> _Travaux_
1. Relevez toutes les années qui figurent dans l'extrait retenu.
2. Répondez brièvement d'après l'extrait retenu :
(a) Dès quelle année M. A______ aurait-il dû opérer les amortissements litigieux ?
(b) À quelle date a-t-il interjeté recours contre le jugement ?
(c) À quel montant demandait-il de ramener le revenu imposable ?
3. Recopiez mot pour mot le passage de l'extrait retenu qui commence par « Aurait-il examiné pour » et se termine par « en compte fiscalement. ».

> _Extrait retenu_
>>>

Aurait-il examiné pour la première fois l’admissibilité des amortissements enregistrés en 2006 et 2007, qu’il n’aurait pu que les refuser. En effet, M. A______ aurait dû opérer les amortissements litigieux dès l’année 2000, puisqu’il admettait que la créance litigieuse était alors devenue irrécupérable de façon durable. Par conséquent, l'enregistrement de ces amortissements en 2006 et 2007 seulement ne pouvait pas être pris en compte fiscalement.

26) Le 2 juin 2016, M. A______ a interjeté recours contre le jugement précité auprès de la chambre administrative de la Cour de justice (ci-après : la chambre administrative), concluant à l’annulation du jugement et au renvoi du dossier à l’autorité de taxation afin qu’elle notifie un nouveau bordereau de taxation
ICC 2010 dans le sens des considérants, en ramenant le revenu imposable à
CHF 0.-. Les conclusions étaient prises sous suite de frais et dépens.

<<<

> _Données fournies_
>>>

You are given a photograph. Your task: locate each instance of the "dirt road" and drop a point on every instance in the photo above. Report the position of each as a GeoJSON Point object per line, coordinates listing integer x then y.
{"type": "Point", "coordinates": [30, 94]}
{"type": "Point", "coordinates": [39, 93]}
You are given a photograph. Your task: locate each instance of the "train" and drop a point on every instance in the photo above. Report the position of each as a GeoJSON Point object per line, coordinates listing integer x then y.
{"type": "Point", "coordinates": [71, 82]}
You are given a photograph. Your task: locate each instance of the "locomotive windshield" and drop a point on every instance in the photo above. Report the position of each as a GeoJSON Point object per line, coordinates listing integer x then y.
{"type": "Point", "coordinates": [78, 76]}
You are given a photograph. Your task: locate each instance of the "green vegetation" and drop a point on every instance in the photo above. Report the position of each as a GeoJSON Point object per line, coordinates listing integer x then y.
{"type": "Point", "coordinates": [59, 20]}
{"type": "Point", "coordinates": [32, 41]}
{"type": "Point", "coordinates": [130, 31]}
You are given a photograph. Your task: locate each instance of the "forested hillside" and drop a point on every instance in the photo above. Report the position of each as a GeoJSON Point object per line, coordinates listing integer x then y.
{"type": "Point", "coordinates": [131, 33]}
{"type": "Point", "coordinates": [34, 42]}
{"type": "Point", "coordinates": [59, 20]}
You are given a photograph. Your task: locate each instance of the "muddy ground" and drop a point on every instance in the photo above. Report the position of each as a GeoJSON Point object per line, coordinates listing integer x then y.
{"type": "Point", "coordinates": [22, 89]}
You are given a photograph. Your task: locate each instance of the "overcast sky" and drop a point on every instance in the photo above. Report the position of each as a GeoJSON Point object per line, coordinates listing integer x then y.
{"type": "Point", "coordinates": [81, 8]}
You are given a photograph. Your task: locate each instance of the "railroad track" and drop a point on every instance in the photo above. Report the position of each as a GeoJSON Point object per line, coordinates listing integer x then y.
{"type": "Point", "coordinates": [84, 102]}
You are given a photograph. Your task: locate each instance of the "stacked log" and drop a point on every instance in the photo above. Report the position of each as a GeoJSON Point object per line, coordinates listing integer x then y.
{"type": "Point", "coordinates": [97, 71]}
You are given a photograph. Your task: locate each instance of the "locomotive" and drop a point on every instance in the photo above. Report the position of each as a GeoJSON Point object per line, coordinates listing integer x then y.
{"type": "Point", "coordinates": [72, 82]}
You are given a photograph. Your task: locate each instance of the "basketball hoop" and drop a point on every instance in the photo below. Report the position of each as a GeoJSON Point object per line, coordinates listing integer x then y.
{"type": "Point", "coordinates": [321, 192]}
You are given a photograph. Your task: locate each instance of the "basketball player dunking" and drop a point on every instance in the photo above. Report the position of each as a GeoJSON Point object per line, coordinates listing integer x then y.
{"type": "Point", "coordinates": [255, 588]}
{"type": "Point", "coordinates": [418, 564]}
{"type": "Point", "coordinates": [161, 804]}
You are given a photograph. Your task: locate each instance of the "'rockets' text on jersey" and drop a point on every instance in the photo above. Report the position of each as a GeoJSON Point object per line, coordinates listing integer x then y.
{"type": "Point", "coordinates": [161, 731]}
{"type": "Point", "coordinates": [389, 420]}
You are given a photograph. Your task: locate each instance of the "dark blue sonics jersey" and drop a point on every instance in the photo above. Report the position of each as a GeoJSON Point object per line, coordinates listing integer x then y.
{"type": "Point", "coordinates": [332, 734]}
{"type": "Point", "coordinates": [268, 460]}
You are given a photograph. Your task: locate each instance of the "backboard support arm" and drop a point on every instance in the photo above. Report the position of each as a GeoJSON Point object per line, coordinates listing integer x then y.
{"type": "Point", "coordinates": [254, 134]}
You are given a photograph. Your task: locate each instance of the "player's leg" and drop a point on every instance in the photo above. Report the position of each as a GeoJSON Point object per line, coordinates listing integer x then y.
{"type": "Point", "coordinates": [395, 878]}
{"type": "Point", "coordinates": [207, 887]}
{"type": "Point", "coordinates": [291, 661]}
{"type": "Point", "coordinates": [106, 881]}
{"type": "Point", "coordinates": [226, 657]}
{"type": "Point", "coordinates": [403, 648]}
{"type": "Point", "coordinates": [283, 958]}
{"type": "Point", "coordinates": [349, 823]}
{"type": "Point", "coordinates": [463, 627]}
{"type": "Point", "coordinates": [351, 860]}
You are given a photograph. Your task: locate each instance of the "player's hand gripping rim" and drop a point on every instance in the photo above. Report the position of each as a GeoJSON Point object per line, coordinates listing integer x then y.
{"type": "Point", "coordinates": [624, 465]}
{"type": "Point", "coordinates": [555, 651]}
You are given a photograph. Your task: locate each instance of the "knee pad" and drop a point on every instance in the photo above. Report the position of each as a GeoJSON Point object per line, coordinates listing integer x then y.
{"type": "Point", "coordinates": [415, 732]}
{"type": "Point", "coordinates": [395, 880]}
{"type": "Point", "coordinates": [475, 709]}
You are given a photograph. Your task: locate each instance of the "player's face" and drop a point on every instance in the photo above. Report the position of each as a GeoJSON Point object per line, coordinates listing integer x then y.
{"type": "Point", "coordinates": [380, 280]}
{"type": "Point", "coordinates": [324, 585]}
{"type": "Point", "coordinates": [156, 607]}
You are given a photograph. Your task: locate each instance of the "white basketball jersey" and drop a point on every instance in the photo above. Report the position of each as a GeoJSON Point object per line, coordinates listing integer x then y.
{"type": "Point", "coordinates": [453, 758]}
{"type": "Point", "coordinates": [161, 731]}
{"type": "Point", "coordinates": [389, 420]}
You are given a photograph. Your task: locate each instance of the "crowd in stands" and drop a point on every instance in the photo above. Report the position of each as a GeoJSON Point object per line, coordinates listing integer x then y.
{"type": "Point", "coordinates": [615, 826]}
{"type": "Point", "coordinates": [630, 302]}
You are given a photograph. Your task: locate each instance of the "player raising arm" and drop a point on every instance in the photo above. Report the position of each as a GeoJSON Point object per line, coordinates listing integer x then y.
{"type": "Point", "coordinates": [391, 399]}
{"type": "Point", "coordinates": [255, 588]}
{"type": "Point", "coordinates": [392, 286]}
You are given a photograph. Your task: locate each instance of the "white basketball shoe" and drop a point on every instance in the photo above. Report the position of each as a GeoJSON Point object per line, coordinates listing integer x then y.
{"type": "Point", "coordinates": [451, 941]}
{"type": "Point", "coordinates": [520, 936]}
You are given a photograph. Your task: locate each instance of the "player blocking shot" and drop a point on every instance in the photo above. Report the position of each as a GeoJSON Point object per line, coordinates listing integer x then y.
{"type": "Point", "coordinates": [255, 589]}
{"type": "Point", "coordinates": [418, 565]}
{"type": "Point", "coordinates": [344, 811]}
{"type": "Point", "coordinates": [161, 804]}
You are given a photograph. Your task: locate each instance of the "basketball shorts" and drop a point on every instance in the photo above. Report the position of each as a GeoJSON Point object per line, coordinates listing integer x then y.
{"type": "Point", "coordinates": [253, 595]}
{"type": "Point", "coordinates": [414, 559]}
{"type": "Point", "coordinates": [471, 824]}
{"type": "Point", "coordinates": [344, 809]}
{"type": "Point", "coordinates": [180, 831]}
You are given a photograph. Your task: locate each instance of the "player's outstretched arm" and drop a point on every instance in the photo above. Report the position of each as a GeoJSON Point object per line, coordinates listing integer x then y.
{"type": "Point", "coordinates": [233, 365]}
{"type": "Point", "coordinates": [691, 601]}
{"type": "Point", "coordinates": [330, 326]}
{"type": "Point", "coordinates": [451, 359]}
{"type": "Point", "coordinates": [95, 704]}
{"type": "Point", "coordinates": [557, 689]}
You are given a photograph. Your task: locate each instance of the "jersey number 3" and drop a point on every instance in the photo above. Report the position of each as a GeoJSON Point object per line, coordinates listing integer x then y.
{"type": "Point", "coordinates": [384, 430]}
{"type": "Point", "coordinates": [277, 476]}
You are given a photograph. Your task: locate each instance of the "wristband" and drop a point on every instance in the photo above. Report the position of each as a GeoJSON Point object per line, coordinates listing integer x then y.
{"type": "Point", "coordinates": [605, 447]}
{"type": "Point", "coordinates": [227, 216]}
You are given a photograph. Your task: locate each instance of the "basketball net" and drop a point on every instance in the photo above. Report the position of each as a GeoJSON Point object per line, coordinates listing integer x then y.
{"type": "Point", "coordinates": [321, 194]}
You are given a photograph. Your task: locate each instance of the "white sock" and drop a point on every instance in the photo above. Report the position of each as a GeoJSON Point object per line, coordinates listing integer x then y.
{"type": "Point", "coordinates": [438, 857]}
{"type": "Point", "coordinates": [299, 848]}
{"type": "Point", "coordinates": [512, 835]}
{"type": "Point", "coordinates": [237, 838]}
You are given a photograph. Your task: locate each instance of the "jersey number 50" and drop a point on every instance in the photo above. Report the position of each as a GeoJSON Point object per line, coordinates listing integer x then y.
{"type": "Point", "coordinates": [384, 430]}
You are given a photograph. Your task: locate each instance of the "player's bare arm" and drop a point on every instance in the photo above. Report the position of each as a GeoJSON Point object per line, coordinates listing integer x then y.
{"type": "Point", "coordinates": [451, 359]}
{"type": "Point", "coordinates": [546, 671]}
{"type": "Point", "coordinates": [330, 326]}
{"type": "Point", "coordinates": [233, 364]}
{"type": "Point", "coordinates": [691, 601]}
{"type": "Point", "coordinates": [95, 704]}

<<<

> _Résultats des exercices_
1. 2006, 2007, 2000, 2016, 2010

2.
(a) Dès l'année 2000.
(b) Le 2 juin 2016.
(c) À CHF 0.-.

3.
Aurait-il examiné pour la première fois l’admissibilité des amortissements enregistrés en 2006 et 2007, qu’il n’aurait pu que les refuser. En effet, M. A______ aurait dû opérer les amortissements litigieux dès l’année 2000, puisqu’il admettait que la créance litigieuse était alors devenue irrécupérable de façon durable. Par conséquent, l'enregistrement de ces amortissements en 2006 et 2007 seulement ne pouvait pas être pris en compte fiscalement.